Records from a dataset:
━━━━━━
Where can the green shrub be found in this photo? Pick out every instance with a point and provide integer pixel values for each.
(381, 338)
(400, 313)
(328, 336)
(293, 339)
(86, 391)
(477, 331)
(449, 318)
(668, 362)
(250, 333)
━━━━━━
◆ **Goal**
Write the entries out again, swapping "green shrub" for "leafy bush" and leaving everything else unchanged.

◆ **Full output**
Where can the leafy bush be found in this photo? Pick out every instance with a point and provide integer pixel values for each.
(381, 338)
(400, 313)
(328, 336)
(293, 339)
(86, 391)
(477, 331)
(449, 318)
(668, 362)
(250, 333)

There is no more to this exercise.